▶ **Exercise description**
Look for "One point goes on every instance of the carport" in the entries below. Write out that line and all later lines exactly, ending with the final one.

(Stored data entries)
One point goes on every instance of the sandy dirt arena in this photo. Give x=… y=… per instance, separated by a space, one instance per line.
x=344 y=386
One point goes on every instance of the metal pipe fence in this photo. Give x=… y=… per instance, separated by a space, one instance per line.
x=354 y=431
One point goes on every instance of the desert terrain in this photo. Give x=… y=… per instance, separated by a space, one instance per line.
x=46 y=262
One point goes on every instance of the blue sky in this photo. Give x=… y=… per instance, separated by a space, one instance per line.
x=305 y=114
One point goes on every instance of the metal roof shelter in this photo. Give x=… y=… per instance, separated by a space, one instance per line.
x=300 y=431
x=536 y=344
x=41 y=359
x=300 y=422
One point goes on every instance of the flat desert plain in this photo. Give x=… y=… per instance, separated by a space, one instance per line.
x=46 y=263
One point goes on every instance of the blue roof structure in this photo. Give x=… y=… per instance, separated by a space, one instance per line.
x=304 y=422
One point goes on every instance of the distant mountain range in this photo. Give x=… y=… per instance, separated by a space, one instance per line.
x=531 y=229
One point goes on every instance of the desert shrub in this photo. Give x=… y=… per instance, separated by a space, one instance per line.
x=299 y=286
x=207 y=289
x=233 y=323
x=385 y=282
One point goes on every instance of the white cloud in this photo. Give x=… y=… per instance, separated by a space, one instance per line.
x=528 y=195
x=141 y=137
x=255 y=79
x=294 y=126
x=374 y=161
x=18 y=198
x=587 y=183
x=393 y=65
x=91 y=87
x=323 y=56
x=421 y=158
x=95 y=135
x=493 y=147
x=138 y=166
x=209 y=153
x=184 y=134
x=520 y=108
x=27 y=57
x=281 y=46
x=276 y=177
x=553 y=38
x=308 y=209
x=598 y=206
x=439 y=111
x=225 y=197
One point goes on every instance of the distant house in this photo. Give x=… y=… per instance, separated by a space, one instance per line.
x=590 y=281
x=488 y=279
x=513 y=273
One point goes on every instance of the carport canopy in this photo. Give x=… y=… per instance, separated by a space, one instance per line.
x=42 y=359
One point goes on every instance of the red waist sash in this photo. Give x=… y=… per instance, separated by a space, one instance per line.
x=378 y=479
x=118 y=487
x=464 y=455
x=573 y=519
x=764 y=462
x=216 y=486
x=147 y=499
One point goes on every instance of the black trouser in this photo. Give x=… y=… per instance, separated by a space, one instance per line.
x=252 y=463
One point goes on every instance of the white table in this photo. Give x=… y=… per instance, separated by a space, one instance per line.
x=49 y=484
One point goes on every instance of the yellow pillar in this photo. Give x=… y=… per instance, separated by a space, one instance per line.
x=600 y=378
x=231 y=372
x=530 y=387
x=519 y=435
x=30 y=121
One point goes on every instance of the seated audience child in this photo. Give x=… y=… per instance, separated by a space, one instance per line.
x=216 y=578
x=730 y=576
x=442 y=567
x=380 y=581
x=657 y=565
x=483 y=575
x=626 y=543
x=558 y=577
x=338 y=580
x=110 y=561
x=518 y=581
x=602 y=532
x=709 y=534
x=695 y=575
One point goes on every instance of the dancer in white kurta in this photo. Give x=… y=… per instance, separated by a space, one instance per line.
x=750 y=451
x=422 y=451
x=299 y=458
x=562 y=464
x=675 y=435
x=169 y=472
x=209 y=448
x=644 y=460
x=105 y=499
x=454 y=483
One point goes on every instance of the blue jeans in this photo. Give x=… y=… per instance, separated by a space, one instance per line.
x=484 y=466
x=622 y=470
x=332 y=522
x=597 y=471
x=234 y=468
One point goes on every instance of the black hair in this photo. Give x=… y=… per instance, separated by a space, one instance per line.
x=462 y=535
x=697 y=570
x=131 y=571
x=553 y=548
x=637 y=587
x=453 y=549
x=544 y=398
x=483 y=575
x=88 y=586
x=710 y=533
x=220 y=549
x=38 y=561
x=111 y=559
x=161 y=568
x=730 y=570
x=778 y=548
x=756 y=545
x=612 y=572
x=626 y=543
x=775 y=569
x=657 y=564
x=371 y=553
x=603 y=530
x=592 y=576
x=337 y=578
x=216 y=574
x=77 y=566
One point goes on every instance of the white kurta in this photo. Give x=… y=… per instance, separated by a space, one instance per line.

▶ **Exercise solution**
One point goes on every instance of the carport canopy in this photo. Give x=… y=… per instance, separated by a space, one instance per line.
x=42 y=359
One point goes on every instance of the red waist sash in this photo. Give x=… y=… per instance, separated by a space, one instance per line.
x=378 y=479
x=118 y=487
x=464 y=455
x=573 y=519
x=764 y=462
x=216 y=486
x=147 y=499
One point goes on every instance of the black trouser in this photo. Give x=… y=… per instance, separated by a space, one instance per line.
x=252 y=463
One point goes on every instance of the white table in this photo. Give x=… y=… per instance, separated by a space, one instance per line.
x=49 y=484
One point goes on every instance of the yellow pillar in this photo. Give x=… y=… per instance, separated by a space, one instance per line.
x=600 y=378
x=231 y=372
x=530 y=387
x=519 y=435
x=30 y=121
One point goes on every instance of the seated audience child in this photo. Give x=… y=… per instance, separated by a space, one instance per line.
x=216 y=578
x=730 y=576
x=442 y=567
x=380 y=581
x=657 y=565
x=483 y=575
x=626 y=543
x=558 y=577
x=338 y=580
x=110 y=561
x=518 y=581
x=602 y=532
x=709 y=534
x=695 y=575
One point goes on every instance of the dancer in white kurta in this photo. Give x=… y=… per instance, separated by a space, one instance per line.
x=750 y=451
x=422 y=451
x=299 y=458
x=562 y=464
x=675 y=435
x=169 y=472
x=209 y=448
x=644 y=460
x=105 y=499
x=454 y=483
One point goes on every instance of the blue jeans in this photo. Give x=… y=… per instance, separated by a space, one instance per line.
x=484 y=466
x=622 y=470
x=332 y=522
x=597 y=471
x=234 y=468
One point goes on every instance of the black hair in this photo. Give x=… y=… per instance, separated by a space, one instance per line.
x=462 y=535
x=697 y=570
x=131 y=571
x=553 y=548
x=637 y=587
x=453 y=549
x=544 y=398
x=483 y=575
x=88 y=586
x=710 y=533
x=220 y=549
x=38 y=561
x=111 y=559
x=161 y=568
x=730 y=570
x=778 y=548
x=756 y=545
x=612 y=572
x=626 y=543
x=775 y=569
x=657 y=564
x=371 y=553
x=603 y=530
x=592 y=576
x=337 y=578
x=216 y=574
x=77 y=566
One point goes on every instance of the white kurta in this photo. Give x=… y=… per instance, separated by a space, one instance per line.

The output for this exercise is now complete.